Give all of the rows below as a single JSON list of strings, one string per line, with blank lines omitted.

» **PROVIDED DATA**:
- - - - -
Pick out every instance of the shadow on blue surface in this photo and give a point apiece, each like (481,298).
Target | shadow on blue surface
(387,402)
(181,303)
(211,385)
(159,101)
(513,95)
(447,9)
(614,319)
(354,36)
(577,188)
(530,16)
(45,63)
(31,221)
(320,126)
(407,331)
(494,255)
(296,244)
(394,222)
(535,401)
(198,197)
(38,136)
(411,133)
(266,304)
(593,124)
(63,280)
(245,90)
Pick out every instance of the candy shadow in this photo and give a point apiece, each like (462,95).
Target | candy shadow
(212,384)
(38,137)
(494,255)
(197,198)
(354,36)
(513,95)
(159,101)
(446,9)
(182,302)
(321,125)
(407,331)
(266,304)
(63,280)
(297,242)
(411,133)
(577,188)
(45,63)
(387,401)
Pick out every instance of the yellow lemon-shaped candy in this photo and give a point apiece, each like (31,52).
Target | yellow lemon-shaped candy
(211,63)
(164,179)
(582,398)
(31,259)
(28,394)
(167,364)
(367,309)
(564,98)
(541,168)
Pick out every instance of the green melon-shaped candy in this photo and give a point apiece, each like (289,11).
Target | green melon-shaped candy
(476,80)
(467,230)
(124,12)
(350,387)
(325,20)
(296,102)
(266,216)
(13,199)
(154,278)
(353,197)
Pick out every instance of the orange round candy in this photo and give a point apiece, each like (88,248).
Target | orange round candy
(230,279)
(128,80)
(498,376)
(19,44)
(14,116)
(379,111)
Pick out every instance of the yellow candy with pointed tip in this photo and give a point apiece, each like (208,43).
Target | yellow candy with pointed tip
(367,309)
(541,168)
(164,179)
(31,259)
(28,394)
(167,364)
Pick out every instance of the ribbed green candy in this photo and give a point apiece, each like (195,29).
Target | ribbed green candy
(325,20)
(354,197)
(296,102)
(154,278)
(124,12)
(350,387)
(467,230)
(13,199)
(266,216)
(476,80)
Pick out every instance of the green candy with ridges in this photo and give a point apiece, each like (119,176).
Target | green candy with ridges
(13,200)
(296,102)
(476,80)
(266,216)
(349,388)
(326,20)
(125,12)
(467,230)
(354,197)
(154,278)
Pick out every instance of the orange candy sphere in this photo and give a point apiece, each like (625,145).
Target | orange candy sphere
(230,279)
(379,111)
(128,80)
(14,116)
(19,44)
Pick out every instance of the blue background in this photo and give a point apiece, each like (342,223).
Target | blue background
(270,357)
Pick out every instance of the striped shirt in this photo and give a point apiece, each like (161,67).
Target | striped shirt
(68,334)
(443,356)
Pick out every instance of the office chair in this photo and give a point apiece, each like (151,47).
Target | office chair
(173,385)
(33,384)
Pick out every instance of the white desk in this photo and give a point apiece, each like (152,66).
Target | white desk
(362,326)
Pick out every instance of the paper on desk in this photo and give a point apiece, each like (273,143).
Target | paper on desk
- - - - -
» **TASK SOLUTION**:
[
  "Pick out every instance of the shadow on blue surface in this photo and give a point apiece, each like (481,298).",
  "Target | shadow on blue surface",
  "(387,402)",
  "(181,303)",
  "(211,385)",
  "(159,101)",
  "(513,95)",
  "(447,9)",
  "(614,319)",
  "(354,36)",
  "(577,188)",
  "(530,16)",
  "(45,63)",
  "(31,221)",
  "(320,126)",
  "(407,331)",
  "(494,255)",
  "(296,244)",
  "(394,222)",
  "(535,401)",
  "(198,197)",
  "(38,136)",
  "(411,133)",
  "(266,304)",
  "(593,124)",
  "(63,280)",
  "(245,90)",
  "Pick out every instance of the candy shadow in this photo and give a point apiece, each like (462,95).",
  "Target | candy shadow",
  "(212,384)",
  "(38,137)",
  "(494,255)",
  "(197,198)",
  "(354,36)",
  "(513,95)",
  "(159,101)",
  "(446,9)",
  "(182,302)",
  "(321,125)",
  "(407,331)",
  "(266,304)",
  "(63,280)",
  "(297,242)",
  "(411,133)",
  "(577,188)",
  "(45,63)",
  "(387,401)",
  "Pick out every instance of the yellow lemon-shaped candy in this photo and give a point apiece, each like (31,52).",
  "Target | yellow lemon-shaped candy",
  "(211,63)",
  "(164,179)",
  "(582,398)",
  "(31,259)",
  "(28,394)",
  "(167,364)",
  "(367,309)",
  "(564,98)",
  "(541,168)",
  "Pick out every instance of the green melon-shaped candy in this photo and give a point apiece, each like (289,11).",
  "Target | green melon-shaped candy",
  "(476,80)",
  "(467,230)",
  "(124,12)",
  "(350,387)",
  "(325,20)",
  "(296,102)",
  "(266,216)",
  "(13,199)",
  "(154,278)",
  "(353,197)",
  "Pick out every instance of the orange round candy in this photo and give a point apiece, each like (88,248).",
  "Target | orange round candy",
  "(230,279)",
  "(128,80)",
  "(498,376)",
  "(19,44)",
  "(14,116)",
  "(379,111)",
  "Pick out every instance of the yellow candy with pointed tip in this photo and give a point apiece, each like (208,43).",
  "Target | yellow candy with pointed tip",
  "(367,309)",
  "(541,168)",
  "(164,179)",
  "(31,259)",
  "(28,394)",
  "(167,364)",
  "Pick out every instance of the ribbed green candy in this photo and give a point apiece, each like (195,29).",
  "Target | ribbed green candy",
  "(325,20)",
  "(354,197)",
  "(296,102)",
  "(154,278)",
  "(124,12)",
  "(350,387)",
  "(467,230)",
  "(13,199)",
  "(266,216)",
  "(476,80)",
  "Pick out every instance of the green candy with ridges in this photo and give a point apiece, each like (119,176).",
  "Target | green candy with ridges",
  "(13,200)",
  "(296,102)",
  "(476,80)",
  "(266,216)",
  "(349,388)",
  "(326,20)",
  "(125,12)",
  "(467,230)",
  "(354,197)",
  "(154,278)",
  "Pick out every instance of the orange candy sphere in this photo and give a point apiece, each like (625,145).",
  "Target | orange candy sphere",
  "(230,279)",
  "(379,111)",
  "(128,80)",
  "(14,116)",
  "(19,44)",
  "Pick out every instance of the blue background in this photo and give a point apiece, each like (342,223).",
  "Target | blue background",
  "(270,357)",
  "Pick out every instance of the striped shirt in this photo and give a point apiece, each like (161,67).",
  "Target | striped shirt",
  "(68,334)",
  "(443,356)",
  "Pick out every instance of the office chair in this photo and give a point apiece, each like (151,47).",
  "Target | office chair",
  "(173,385)",
  "(33,384)",
  "Pick out every instance of the white desk in this photo and give a point apiece, each like (152,66).",
  "Target | white desk",
  "(362,326)",
  "Pick out every instance of the paper on desk in this photo and give a point apiece, each like (273,143).",
  "Target | paper on desk"
]